— DESCRIPTION OF THE TASK —
Please copy the forum post starting at "Furries are furries, reptiles" and ending at "hey, your call.", renaming "legislation" to "regulation".

— SELECTED TEXT —

########################################

Look, if you do not get it then i cannot help you. 
You are, from what i can see, an established and well thought of member of this forum and and such should maybe set an example instead of openly slandering without due regard to further thought on the topic.
Furries are furries, reptiles are considerably different. I did not suggest that furries be kept badly, or can you not comprehend what i had written?
By discouraging any further addition to legislation, and making however many calls per day, you are actively limiting the assistance that some animals are in dire need of, if you are comfortable with this, hey, your call.
You have picked what i have said to pieces, and very well, only with your responses you have answered them whilst weraring blinkers, being very focused on what YOU believe to be correct. Yours is only that of an individuals opinion, it does not and never will no matter how hard you push, make it correct and factual.

All in all, it is a petition, if as you have said it receives little acknowledgement by the Government, then you and those alongside your view have nothing to be concerned about.

########################################

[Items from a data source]

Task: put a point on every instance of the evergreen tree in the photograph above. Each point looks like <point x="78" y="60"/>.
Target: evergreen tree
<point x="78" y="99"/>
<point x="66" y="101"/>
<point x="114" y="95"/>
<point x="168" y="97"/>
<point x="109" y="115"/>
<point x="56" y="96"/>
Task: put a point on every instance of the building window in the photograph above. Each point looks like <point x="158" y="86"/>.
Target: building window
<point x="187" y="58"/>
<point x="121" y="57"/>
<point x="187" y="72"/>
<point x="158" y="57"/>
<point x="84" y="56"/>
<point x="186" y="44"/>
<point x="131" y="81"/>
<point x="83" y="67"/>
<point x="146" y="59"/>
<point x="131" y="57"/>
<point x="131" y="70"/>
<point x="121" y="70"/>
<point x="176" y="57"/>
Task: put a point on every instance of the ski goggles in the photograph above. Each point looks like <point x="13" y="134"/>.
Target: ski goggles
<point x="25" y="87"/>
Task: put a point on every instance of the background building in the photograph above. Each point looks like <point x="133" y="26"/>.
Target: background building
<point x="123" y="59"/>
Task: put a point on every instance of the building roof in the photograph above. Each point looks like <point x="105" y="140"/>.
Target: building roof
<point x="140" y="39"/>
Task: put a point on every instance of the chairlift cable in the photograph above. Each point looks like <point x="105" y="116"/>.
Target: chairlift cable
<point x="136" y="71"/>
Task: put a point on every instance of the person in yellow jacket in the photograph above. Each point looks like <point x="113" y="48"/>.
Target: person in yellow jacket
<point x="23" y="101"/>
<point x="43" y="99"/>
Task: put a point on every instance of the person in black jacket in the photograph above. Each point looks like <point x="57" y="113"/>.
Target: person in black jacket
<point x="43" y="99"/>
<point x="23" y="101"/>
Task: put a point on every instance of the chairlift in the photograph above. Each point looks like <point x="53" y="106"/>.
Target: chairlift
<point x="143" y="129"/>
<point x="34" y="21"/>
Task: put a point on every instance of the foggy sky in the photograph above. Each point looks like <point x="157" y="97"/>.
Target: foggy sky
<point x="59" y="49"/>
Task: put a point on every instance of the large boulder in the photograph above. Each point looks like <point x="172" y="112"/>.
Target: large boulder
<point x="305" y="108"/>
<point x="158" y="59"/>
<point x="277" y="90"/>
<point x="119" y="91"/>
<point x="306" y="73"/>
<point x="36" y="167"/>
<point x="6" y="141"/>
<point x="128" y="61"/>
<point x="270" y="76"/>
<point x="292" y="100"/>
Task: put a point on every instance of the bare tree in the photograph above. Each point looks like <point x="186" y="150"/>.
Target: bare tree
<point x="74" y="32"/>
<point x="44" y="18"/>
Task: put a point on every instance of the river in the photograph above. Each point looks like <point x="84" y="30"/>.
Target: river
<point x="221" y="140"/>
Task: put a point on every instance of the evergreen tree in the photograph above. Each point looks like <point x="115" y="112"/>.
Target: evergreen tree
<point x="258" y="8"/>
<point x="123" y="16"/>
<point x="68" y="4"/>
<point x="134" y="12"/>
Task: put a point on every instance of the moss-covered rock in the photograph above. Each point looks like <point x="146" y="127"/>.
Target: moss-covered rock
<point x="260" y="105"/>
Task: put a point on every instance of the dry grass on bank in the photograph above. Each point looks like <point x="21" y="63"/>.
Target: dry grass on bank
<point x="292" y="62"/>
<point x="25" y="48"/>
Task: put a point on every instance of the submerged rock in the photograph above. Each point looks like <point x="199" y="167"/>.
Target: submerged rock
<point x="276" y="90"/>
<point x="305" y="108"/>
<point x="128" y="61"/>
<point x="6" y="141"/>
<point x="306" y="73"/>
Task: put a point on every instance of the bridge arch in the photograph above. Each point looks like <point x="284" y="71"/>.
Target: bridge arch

########################################

— ANSWER TO THE TASK —
Furries are furries, reptiles are considerably different. I did not suggest that furries be kept badly, or can you not comprehend what i had written?
By discouraging any further addition to regulation, and making however many calls per day, you are actively limiting the assistance that some animals are in dire need of, if you are comfortable with this, hey, your call.